本文:
▼
上の両側P値の表から df = 8 と |t| ≈ 3.1 の値を読み取ると P値 ≈ 0.015 だと分かる。

以下は表を使わない計算。

次のセルはRのptによる計算

In [3]:
@rput df t
@show rcopy(R"""2*pt(abs(t), df, lower.tail=F)""");

rcopy(R"2*pt(abs(t), df, lower.tail=F)") = 0.015272804322800957


次のセルはRのt.testによる計算

In [4]:
@rput x_A x_B
R"""
t.test(x_A, x_B, var.equal=T)
"""

RObject{VecSxp}

	Two Sample t-test

data:  x_A and x_B
t = -3.0732, df = 8, p-value = 0.01527
alternative hypothesis: true difference in means is not equal to 0
95 percent confidence interval:
 -19.954001  -2.845999
sample estimates:
mean of x mean of y 
    119.6     131.0 



In [5]:
@rput x_A x_B
R"""
t.test(x_A, x_B)
"""

RObject{VecSxp}

	Welch Two Sample t-test

data:  x_A and x_B
t = -3.0732, df = 5.8431, p-value = 0.02261
alternative hypothesis: true difference in means is not equal to 0
95 percent confidence interval:
 -20.536084  -2.263916
sample estimates:
mean of x mean of y 
    119.6     131.0 



以下はJuliaでの計算

In [6]:
@show 2ccdf(TDist(df), abs(t));

2 * ccdf(TDist(df), abs(t)) = 0.015272804322800973


In [7]:
EqualVarianceTTest(x_A, x_B)

Two sample t-test (equal variance)
----------------------------------
Population details:
    parameter of interest:   Mean difference
    value under h_0:         0
    point estimate:          -11.4
    95% confidence interval: (-19.95, -2.846)
▲
課題のねらい: 本文の冒頭では、P値が約0.015だと分かるとしている。本文によると、その値はどのようにして得られたか、1〜2文で説明せよ。

データセット部分:
▼
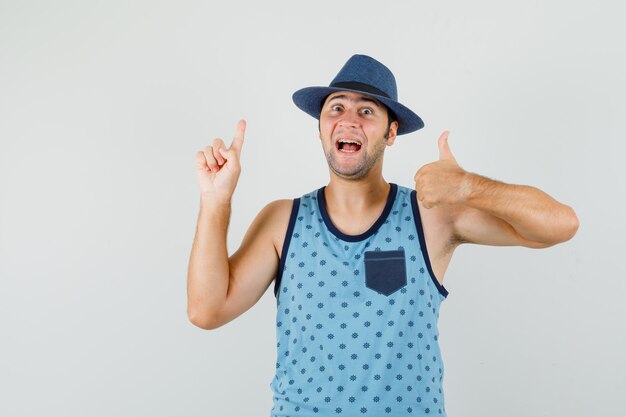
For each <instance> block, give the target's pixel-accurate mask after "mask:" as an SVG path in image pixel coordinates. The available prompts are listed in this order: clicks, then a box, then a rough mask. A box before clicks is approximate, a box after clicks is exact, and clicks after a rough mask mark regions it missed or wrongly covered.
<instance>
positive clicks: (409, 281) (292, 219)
▲
解答結果: 両側P値の表で、df = 8 と |t| ≈ 3.1 に当たる値を読み取って得られた。